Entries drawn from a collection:
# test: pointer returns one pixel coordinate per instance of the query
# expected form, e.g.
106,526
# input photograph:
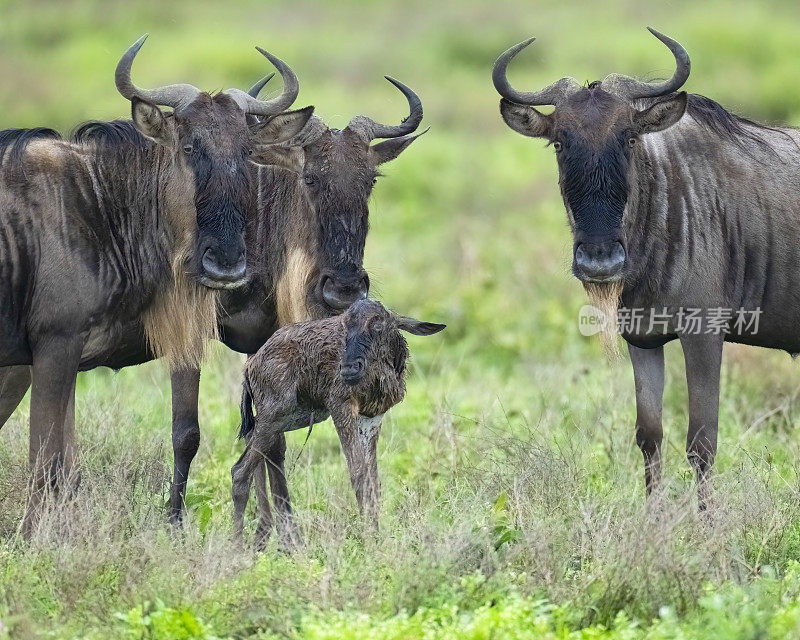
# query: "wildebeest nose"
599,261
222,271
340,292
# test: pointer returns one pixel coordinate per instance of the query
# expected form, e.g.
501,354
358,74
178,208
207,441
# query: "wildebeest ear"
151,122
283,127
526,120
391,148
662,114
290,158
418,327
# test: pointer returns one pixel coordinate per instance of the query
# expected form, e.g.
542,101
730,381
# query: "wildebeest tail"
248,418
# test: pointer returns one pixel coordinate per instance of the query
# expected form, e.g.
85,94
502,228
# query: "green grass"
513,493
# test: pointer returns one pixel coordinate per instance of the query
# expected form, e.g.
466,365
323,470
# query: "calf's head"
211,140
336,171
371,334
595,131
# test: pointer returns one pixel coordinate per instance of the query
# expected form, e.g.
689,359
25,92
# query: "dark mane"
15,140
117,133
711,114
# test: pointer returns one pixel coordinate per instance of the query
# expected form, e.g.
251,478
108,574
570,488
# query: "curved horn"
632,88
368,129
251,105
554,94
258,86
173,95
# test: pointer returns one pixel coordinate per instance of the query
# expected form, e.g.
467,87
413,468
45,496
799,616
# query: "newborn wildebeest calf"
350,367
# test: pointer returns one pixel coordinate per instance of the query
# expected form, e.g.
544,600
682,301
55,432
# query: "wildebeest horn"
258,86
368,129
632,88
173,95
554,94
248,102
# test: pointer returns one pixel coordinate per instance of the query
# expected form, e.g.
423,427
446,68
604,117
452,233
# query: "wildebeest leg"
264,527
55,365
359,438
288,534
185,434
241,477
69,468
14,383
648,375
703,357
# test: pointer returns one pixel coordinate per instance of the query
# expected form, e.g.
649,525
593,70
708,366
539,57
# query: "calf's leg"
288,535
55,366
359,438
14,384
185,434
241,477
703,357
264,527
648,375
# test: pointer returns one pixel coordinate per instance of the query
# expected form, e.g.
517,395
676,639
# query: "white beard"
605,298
==
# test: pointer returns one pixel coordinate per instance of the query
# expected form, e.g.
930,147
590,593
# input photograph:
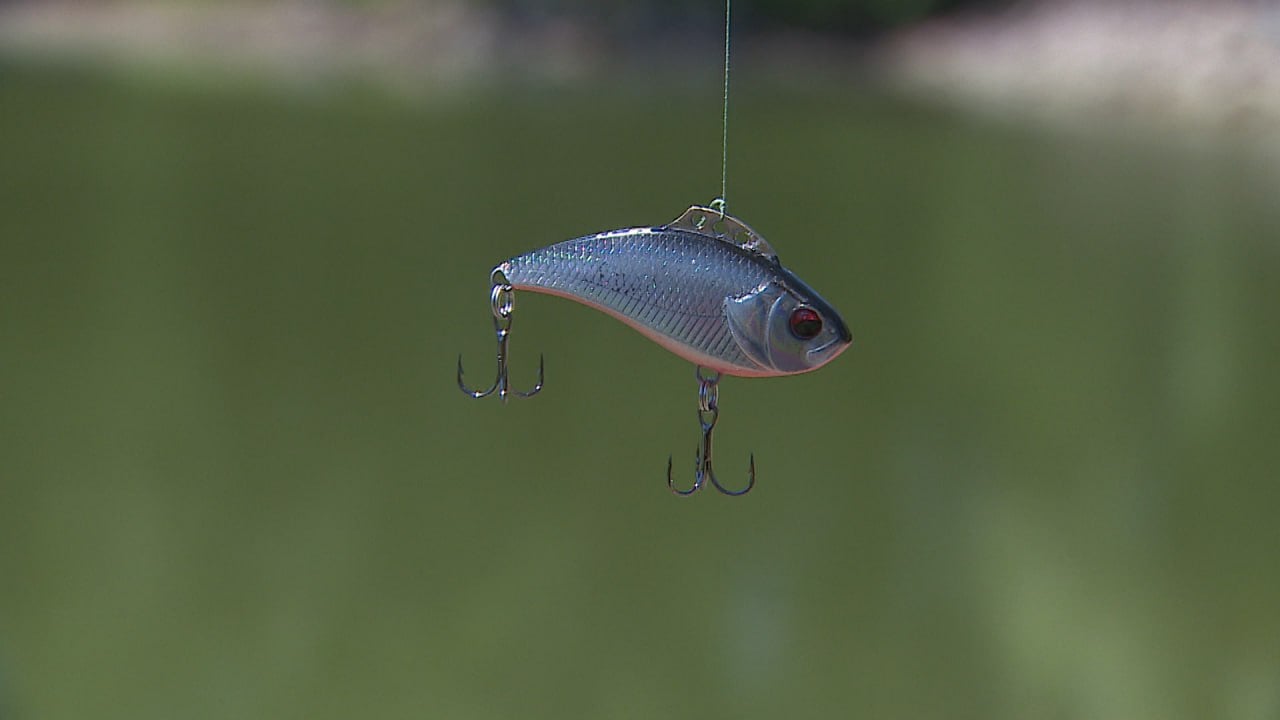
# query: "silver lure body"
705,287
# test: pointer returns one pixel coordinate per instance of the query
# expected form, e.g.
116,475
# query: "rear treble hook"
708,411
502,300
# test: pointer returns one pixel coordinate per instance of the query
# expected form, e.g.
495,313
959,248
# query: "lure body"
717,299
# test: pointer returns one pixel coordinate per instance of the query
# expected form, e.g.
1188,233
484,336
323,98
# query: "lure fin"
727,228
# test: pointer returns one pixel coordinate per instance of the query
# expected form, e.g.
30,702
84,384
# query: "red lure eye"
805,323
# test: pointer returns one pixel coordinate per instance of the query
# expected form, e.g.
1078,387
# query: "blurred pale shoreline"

Prompt: Return every line of the material above that contains the word "body", matching its case exactly.

Solution to the problem:
# query: "silver lure body"
# query: "lure body"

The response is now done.